> **Task to complete**
With pictures left out, retype the lines from the start of the records through the one that contains "Target: bird's belly feathers".

> **Extracted records**
_ _ _ _ _ _ _

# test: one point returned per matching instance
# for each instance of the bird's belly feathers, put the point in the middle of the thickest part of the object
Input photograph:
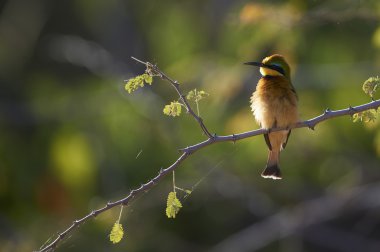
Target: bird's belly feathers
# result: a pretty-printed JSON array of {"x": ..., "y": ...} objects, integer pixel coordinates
[{"x": 275, "y": 107}]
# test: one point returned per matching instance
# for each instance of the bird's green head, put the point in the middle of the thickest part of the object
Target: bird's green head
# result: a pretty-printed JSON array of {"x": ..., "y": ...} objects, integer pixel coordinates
[{"x": 274, "y": 65}]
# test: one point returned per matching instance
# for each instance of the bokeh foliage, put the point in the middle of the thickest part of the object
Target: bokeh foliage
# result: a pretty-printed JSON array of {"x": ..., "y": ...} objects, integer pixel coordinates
[{"x": 72, "y": 138}]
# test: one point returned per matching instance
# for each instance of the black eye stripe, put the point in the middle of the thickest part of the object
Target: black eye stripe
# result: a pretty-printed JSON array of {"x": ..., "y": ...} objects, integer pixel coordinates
[{"x": 276, "y": 68}]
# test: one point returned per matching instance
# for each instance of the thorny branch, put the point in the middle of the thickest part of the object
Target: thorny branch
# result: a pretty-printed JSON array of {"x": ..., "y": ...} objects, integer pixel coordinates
[{"x": 187, "y": 151}]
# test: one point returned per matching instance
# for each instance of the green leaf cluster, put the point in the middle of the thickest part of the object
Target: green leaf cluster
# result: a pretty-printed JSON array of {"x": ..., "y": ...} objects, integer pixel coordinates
[
  {"x": 196, "y": 96},
  {"x": 139, "y": 81},
  {"x": 117, "y": 233},
  {"x": 370, "y": 86},
  {"x": 365, "y": 116},
  {"x": 173, "y": 205},
  {"x": 173, "y": 109}
]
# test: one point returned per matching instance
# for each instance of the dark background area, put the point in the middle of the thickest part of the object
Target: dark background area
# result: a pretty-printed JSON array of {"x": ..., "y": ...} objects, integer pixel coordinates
[{"x": 71, "y": 137}]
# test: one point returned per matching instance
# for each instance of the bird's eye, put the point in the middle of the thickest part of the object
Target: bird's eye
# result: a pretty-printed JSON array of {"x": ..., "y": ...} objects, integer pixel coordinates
[{"x": 278, "y": 68}]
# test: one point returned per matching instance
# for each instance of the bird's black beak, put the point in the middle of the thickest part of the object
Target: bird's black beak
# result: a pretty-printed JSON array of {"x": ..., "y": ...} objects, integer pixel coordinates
[
  {"x": 259, "y": 64},
  {"x": 273, "y": 67}
]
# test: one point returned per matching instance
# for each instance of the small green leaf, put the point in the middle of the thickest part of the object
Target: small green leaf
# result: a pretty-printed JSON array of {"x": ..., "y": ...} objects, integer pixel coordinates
[
  {"x": 148, "y": 79},
  {"x": 173, "y": 109},
  {"x": 370, "y": 86},
  {"x": 196, "y": 95},
  {"x": 365, "y": 116},
  {"x": 139, "y": 81},
  {"x": 173, "y": 205},
  {"x": 117, "y": 233},
  {"x": 190, "y": 95}
]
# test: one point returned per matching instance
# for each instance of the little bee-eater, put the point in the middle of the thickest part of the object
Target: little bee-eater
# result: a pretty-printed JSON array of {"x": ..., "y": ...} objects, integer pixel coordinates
[{"x": 274, "y": 104}]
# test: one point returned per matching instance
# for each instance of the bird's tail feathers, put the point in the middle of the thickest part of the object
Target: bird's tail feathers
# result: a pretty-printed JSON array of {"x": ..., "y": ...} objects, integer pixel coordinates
[{"x": 272, "y": 172}]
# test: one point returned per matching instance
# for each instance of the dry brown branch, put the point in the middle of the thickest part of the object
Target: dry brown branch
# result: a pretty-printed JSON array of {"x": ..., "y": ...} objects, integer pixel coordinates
[{"x": 188, "y": 151}]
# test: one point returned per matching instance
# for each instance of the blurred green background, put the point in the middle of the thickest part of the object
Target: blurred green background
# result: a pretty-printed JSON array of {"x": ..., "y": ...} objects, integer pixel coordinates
[{"x": 71, "y": 137}]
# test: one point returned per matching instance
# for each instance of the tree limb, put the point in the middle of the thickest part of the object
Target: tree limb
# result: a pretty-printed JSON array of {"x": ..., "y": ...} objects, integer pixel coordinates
[{"x": 187, "y": 151}]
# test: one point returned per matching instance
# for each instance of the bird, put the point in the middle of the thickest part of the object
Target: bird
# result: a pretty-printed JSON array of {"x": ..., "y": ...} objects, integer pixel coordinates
[{"x": 274, "y": 104}]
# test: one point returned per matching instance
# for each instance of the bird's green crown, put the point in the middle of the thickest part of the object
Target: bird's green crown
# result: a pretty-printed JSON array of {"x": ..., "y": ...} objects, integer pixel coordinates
[{"x": 278, "y": 61}]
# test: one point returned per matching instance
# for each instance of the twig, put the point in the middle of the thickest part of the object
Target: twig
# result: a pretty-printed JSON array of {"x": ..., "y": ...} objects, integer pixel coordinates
[
  {"x": 186, "y": 152},
  {"x": 175, "y": 84}
]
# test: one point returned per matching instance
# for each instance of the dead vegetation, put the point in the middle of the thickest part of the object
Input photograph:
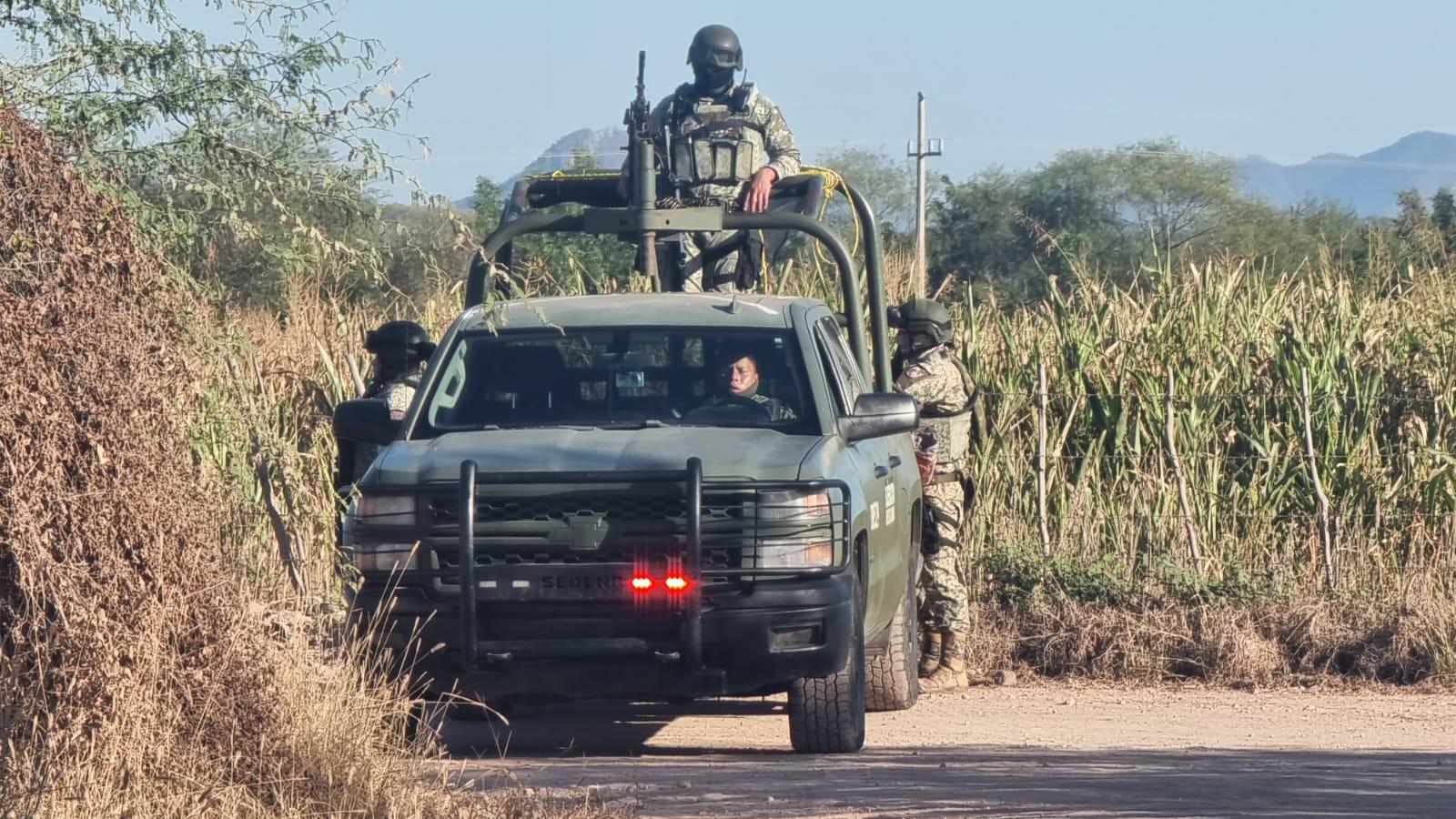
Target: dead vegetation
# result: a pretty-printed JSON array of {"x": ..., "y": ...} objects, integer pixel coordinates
[{"x": 140, "y": 673}]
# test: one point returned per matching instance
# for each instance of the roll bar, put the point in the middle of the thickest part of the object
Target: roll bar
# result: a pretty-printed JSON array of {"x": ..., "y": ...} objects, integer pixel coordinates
[{"x": 633, "y": 220}]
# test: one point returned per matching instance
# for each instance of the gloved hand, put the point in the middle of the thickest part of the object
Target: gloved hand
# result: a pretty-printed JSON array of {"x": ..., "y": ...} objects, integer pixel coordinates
[{"x": 929, "y": 535}]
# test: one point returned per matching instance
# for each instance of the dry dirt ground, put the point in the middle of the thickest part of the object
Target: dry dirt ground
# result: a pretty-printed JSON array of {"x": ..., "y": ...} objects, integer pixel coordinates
[{"x": 1033, "y": 751}]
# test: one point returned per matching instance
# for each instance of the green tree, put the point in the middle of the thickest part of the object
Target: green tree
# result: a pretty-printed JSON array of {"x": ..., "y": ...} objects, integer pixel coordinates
[
  {"x": 1443, "y": 213},
  {"x": 257, "y": 150}
]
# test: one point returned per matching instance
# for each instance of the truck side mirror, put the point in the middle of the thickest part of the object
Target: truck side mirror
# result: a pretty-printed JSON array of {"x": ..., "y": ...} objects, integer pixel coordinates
[
  {"x": 364, "y": 420},
  {"x": 880, "y": 414}
]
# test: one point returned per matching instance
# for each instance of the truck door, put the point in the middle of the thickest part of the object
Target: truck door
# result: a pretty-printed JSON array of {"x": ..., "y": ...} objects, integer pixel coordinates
[{"x": 875, "y": 477}]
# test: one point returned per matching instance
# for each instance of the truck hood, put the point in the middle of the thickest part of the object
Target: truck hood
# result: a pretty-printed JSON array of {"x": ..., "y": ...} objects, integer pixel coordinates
[{"x": 725, "y": 452}]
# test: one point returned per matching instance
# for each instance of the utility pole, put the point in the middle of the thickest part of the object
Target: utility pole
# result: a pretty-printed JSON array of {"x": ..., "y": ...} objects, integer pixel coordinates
[{"x": 921, "y": 149}]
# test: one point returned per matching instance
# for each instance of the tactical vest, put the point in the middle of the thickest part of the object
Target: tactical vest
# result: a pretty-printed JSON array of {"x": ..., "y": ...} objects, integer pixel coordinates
[
  {"x": 713, "y": 143},
  {"x": 951, "y": 428}
]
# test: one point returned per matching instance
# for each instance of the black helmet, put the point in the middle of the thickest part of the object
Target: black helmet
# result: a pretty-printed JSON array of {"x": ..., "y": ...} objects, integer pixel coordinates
[
  {"x": 922, "y": 315},
  {"x": 399, "y": 339},
  {"x": 715, "y": 47}
]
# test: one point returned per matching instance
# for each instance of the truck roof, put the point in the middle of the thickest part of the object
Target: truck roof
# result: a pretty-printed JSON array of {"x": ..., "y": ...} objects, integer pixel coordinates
[{"x": 652, "y": 309}]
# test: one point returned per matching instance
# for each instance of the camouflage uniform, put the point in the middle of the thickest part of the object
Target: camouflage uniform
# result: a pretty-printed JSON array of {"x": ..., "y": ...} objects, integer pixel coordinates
[
  {"x": 939, "y": 385},
  {"x": 744, "y": 116}
]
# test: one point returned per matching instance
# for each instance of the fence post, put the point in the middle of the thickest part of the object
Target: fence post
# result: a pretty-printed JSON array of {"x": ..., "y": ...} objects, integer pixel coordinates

_ _ _ _ _ _ _

> **The answer**
# test: one point returned per matching instance
# for each instance of the bird's belly feathers, put the point in the middle of the thickest part of the object
Input photograph:
Target: bird's belly feathers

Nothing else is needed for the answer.